Try it: Write out exactly the lines below that run from the line containing "Query: striped hanging towel" through the last line of the records.
⁂
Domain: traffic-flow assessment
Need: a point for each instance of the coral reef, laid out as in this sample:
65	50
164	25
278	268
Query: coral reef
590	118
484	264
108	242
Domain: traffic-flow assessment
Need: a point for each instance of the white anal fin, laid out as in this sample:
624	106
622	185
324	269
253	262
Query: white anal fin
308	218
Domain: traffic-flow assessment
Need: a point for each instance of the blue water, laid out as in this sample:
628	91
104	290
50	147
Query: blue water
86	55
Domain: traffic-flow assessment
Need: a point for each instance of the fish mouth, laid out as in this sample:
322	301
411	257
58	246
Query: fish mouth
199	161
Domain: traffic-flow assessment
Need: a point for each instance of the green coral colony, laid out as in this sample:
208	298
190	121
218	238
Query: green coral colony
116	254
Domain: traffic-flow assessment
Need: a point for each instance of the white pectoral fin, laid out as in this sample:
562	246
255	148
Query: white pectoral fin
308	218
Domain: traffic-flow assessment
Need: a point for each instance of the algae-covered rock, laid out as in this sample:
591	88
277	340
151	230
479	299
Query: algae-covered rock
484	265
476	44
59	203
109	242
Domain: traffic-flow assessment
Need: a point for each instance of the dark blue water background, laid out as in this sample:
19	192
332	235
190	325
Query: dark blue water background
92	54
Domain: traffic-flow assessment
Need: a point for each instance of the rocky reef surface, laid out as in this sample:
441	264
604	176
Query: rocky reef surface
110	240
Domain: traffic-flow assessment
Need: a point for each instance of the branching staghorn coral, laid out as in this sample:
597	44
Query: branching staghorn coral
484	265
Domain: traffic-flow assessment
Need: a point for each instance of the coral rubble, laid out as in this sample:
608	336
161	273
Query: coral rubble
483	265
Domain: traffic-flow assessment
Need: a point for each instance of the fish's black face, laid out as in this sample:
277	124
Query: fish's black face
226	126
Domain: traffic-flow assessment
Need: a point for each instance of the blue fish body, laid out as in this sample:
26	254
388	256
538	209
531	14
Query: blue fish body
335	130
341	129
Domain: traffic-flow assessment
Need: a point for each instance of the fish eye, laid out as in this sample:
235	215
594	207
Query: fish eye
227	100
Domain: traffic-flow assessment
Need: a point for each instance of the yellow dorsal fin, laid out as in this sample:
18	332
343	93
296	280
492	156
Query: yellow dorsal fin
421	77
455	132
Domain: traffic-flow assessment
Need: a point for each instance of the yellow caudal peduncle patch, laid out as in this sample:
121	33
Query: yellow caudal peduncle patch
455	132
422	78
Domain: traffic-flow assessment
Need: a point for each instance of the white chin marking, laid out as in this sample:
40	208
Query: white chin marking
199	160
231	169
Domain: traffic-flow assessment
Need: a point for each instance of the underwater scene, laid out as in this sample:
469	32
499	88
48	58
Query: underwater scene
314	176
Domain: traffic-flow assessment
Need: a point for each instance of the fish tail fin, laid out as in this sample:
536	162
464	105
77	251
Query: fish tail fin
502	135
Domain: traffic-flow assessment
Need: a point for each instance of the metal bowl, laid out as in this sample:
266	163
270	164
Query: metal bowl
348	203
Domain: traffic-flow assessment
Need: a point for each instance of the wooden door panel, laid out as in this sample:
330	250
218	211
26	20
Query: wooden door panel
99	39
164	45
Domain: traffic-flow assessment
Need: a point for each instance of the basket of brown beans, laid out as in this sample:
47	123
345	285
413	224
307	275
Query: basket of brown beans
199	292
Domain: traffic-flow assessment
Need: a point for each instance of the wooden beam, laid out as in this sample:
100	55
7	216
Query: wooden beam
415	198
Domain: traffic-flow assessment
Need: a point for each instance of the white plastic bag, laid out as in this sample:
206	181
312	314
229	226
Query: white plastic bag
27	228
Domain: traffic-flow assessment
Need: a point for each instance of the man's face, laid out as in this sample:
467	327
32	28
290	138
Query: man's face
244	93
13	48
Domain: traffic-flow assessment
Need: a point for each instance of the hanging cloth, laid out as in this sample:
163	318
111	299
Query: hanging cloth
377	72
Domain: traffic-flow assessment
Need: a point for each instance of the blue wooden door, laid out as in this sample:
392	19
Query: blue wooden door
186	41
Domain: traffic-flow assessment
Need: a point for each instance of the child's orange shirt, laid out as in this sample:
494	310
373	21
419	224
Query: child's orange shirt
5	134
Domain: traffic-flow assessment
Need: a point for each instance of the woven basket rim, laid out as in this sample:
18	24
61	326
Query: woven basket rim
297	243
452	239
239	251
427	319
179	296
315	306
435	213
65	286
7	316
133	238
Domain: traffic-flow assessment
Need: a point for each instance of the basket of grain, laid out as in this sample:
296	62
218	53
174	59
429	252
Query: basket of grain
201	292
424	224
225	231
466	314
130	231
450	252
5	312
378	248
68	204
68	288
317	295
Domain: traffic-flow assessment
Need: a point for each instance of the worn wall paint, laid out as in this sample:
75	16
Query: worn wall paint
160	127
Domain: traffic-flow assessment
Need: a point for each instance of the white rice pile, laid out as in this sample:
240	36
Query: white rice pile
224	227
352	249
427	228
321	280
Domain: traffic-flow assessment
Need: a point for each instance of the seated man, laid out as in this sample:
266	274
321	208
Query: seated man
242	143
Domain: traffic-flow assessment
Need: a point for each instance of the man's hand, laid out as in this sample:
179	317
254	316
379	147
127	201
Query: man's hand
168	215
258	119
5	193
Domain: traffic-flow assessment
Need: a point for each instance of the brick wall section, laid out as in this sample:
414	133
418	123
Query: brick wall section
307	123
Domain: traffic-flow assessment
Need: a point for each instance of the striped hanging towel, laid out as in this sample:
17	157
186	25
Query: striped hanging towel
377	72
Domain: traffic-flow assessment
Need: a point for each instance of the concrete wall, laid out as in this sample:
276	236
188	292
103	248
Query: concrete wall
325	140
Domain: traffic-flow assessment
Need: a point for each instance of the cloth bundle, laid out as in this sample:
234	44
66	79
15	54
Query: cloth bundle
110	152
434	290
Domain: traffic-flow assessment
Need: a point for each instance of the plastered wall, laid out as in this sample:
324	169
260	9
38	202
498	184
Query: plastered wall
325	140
⁂
Task response:
Query: striped hanging towel
377	72
Domain: traffic-flow assessment
Need: a point for each instance of the concrete wall, laid out as in this sample:
276	236
188	292
103	248
Query: concrete wall
325	140
Domain: traffic-flow assessment
Need: a point for each instance of the cloth bundle, laid out as in this sample:
234	44
66	79
15	54
Query: cloth bundle
110	152
434	290
Domain: traffic-flow assessment
Need: a point for each instance of the plastered wall, laid out as in this sample:
324	169
260	9
38	202
498	184
Query: plastered wall
325	140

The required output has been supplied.